Page excerpt

=======

Dichotomization invariant log-mean linear parameterization for discrete graphical models of marginal independence

TL;DR

This paper generalizes the log-mean linear parameterization for discrete graphical models to variables with multiple levels, enabling flexible representation of marginal independencies and reducing parameter complexity.

Contribution

It extends the log-mean linear parameterization to multi-level discrete variables and demonstrates its utility in modeling marginal independencies with potential applications in genetics.

Findings

Allows representation of marginal independencies with collapsed levels.

Reduces parameter count while preserving independence structure.

Provides insights into variable association structures.

Abstract

We extend the log-mean linear parameterization introduced by Roverato et al. (2013) for binary data to discrete variables with arbitrary number of levels, and show that also in this case it can be used to parameterize bi-directed graph models. Furthermore, we show that the log-mean linear parameterization allows one to simultaneously represent marginal independencies among variables and marginal independencies that only appear when certain levels are collapsed into a single one. We illustrate the application of this property by means of an example based on genetic association studies involving single-nucleotide polymorphisms. More generally, this feature provides a natural way to reduce the parameter count, while preserving the independence structure, by means of substantive constraints that give additional insight into the association structure of the variables.

=======

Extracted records
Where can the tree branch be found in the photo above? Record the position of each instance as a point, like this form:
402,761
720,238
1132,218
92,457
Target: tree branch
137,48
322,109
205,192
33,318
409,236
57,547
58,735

=======

To do
Could you rewrite the paper summary between "Dichotomization invariant log-mean" and "with collapsed levels.", inclusive, replacing "marginal independencies" with "marginal independence relations"?

Exercise output
Dichotomization invariant log-mean linear parameterization for discrete graphical models of marginal independence

TL;DR

This paper generalizes the log-mean linear parameterization for discrete graphical models to variables with multiple levels, enabling flexible representation of marginal independence relations and reducing parameter complexity.

Contribution

It extends the log-mean linear parameterization to multi-level discrete variables and demonstrates its utility in modeling marginal independence relations with potential applications in genetics.

Findings

Allows representation of marginal independence relations with collapsed levels.